» YOUR ASSIGNMENT
Could the whole of the data below be written out verbatim?
Start of SUPPLIED ENTRIES
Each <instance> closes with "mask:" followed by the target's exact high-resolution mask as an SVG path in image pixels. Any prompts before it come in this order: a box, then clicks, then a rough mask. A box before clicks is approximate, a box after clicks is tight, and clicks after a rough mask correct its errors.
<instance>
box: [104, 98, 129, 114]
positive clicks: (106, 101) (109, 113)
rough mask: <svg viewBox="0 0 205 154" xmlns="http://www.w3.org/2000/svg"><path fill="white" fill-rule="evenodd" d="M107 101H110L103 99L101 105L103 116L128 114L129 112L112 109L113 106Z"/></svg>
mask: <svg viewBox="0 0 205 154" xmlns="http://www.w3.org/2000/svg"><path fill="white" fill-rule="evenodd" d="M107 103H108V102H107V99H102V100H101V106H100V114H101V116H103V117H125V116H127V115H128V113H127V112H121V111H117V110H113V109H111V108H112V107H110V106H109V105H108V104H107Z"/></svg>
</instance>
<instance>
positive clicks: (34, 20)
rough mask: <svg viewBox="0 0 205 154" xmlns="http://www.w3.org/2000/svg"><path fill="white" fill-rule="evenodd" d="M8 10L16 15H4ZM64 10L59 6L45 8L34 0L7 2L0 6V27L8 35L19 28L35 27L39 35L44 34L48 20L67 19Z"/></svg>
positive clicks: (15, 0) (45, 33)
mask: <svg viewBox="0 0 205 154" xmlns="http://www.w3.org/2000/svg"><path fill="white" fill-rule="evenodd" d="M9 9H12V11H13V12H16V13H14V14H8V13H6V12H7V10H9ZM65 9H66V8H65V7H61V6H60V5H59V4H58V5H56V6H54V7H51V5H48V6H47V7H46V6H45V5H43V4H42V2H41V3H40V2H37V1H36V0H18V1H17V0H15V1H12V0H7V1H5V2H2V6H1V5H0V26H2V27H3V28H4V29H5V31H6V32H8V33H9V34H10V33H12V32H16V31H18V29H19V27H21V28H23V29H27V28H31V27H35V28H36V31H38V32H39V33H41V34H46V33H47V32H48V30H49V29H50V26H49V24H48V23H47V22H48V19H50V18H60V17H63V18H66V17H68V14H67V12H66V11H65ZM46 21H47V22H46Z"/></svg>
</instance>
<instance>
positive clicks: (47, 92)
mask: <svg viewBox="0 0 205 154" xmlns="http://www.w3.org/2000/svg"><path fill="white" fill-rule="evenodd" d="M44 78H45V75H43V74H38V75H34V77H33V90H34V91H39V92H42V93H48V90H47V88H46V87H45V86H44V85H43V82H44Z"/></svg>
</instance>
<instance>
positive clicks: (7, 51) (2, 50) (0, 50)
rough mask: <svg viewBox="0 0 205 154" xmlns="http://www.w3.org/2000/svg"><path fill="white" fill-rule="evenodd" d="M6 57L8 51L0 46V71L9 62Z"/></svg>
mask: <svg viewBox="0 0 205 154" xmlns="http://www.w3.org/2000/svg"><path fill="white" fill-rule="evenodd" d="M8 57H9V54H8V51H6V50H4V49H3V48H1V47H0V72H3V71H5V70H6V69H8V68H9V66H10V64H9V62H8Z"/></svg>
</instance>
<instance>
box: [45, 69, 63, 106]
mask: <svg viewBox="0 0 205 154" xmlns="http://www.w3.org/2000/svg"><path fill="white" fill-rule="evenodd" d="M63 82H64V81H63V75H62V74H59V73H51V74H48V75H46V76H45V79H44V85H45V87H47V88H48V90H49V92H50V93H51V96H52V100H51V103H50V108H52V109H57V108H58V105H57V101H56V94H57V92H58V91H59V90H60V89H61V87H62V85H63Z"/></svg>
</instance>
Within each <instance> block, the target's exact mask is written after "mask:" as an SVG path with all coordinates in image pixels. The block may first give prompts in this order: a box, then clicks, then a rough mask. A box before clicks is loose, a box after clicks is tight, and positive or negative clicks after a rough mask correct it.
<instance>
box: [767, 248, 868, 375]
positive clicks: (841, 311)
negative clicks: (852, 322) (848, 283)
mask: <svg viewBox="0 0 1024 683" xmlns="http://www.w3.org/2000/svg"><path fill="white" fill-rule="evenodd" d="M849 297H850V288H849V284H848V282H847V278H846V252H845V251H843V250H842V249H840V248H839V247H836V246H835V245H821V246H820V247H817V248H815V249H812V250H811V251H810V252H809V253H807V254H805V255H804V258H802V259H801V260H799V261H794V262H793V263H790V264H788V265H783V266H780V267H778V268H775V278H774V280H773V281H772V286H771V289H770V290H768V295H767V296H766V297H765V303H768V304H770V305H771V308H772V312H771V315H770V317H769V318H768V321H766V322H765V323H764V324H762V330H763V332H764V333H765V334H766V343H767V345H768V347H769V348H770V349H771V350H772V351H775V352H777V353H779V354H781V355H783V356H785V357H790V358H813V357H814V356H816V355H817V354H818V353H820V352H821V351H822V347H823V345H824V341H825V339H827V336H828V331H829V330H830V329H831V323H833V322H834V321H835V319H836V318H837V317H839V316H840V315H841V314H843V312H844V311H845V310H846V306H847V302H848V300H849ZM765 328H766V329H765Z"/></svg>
End of SUPPLIED ENTRIES
» PROBLEM SOLUTION
Each <instance> closes with "mask:" followed by the target's exact high-resolution mask as an SVG path in image pixels. Any prompts before it come in this order: a box, then clicks, then a rough mask. A box before clicks is approximate, a box after clicks is tight, and clicks after a rough mask correct its errors.
<instance>
box: [104, 98, 129, 114]
positive clicks: (106, 101) (109, 113)
rough mask: <svg viewBox="0 0 205 154" xmlns="http://www.w3.org/2000/svg"><path fill="white" fill-rule="evenodd" d="M107 101H110L103 99L101 105L103 116L128 114L129 112L112 109L113 106Z"/></svg>
mask: <svg viewBox="0 0 205 154" xmlns="http://www.w3.org/2000/svg"><path fill="white" fill-rule="evenodd" d="M107 103H108V102H107V99H102V100H101V106H100V114H101V116H103V117H125V116H127V115H128V113H127V112H121V111H117V110H113V109H111V108H112V107H110V106H109V105H108V104H107Z"/></svg>
</instance>
<instance>
positive clicks: (34, 20)
rough mask: <svg viewBox="0 0 205 154" xmlns="http://www.w3.org/2000/svg"><path fill="white" fill-rule="evenodd" d="M8 10L16 15H4ZM64 10L59 6L45 8L34 0L7 2L0 6V27L8 35L19 28L35 27L39 35L44 34L48 20L67 19Z"/></svg>
positive clicks: (15, 0) (45, 33)
mask: <svg viewBox="0 0 205 154" xmlns="http://www.w3.org/2000/svg"><path fill="white" fill-rule="evenodd" d="M9 9H12V11H13V12H16V13H14V14H8V13H6V12H7V10H9ZM65 9H66V8H65V7H61V6H60V5H59V4H58V5H56V6H54V7H51V5H48V6H47V7H46V6H45V5H43V4H42V2H41V3H40V2H37V1H36V0H18V1H17V0H15V1H12V0H7V1H5V2H2V6H1V5H0V26H2V27H3V28H4V29H5V31H6V32H8V33H9V34H10V33H12V32H16V31H18V29H19V27H21V28H23V29H27V28H31V27H35V28H36V31H38V32H39V33H41V34H46V33H47V32H48V30H49V29H50V26H49V24H48V23H47V22H48V19H50V18H60V17H63V18H66V17H68V14H67V12H66V11H65ZM46 21H47V22H46Z"/></svg>
</instance>
<instance>
positive clicks: (47, 92)
mask: <svg viewBox="0 0 205 154" xmlns="http://www.w3.org/2000/svg"><path fill="white" fill-rule="evenodd" d="M44 78H45V75H43V74H38V75H34V77H33V90H34V91H39V92H42V93H48V90H47V88H46V87H45V86H44V85H43V82H44Z"/></svg>
</instance>
<instance>
positive clicks: (7, 51) (2, 50) (0, 50)
rough mask: <svg viewBox="0 0 205 154" xmlns="http://www.w3.org/2000/svg"><path fill="white" fill-rule="evenodd" d="M6 57L8 51L0 46V71L9 62Z"/></svg>
mask: <svg viewBox="0 0 205 154" xmlns="http://www.w3.org/2000/svg"><path fill="white" fill-rule="evenodd" d="M8 57H9V54H8V51H6V50H4V49H3V48H1V47H0V72H3V71H5V70H6V69H8V68H9V66H10V64H9V62H8Z"/></svg>
</instance>
<instance>
box: [45, 69, 63, 106]
mask: <svg viewBox="0 0 205 154" xmlns="http://www.w3.org/2000/svg"><path fill="white" fill-rule="evenodd" d="M63 82H64V81H63V75H62V74H59V73H51V74H48V75H46V76H45V79H44V85H45V87H47V88H48V90H49V92H50V93H51V96H52V100H51V103H50V108H52V109H57V108H58V105H57V101H56V94H57V92H58V91H59V90H60V89H61V87H62V85H63Z"/></svg>
</instance>
Within each <instance> block, the target's exact mask is written after "mask:" as an SVG path with all coordinates in image pixels. The block may first give prompts in this order: a box, then clicks, then a rough mask. A box before clicks is loose, a box after clicks is tight, and positive or negative clicks after a rough mask correct it.
<instance>
box: [767, 248, 868, 375]
positive clicks: (841, 311)
negative clicks: (852, 322) (848, 283)
mask: <svg viewBox="0 0 1024 683" xmlns="http://www.w3.org/2000/svg"><path fill="white" fill-rule="evenodd" d="M849 297H850V288H849V284H848V282H847V278H846V252H845V251H843V250H842V249H840V248H839V247H836V246H835V245H821V246H820V247H817V248H815V249H812V250H811V251H810V252H809V253H807V254H805V255H804V258H802V259H801V260H799V261H794V262H793V263H790V264H788V265H783V266H780V267H778V268H775V278H774V280H773V281H772V286H771V289H770V290H768V295H767V296H766V297H765V303H768V304H770V305H771V308H772V312H771V315H770V317H769V318H768V321H766V322H765V323H764V324H762V330H763V332H764V333H765V334H766V343H767V345H768V347H769V348H770V349H771V350H772V351H775V352H777V353H779V354H781V355H783V356H785V357H790V358H813V357H814V356H816V355H817V354H818V353H820V352H821V351H822V347H823V345H824V341H825V339H827V336H828V331H829V330H830V329H831V323H833V322H834V321H835V319H836V318H837V317H839V316H840V315H841V314H843V312H844V311H845V310H846V306H847V302H848V300H849ZM765 328H766V329H765Z"/></svg>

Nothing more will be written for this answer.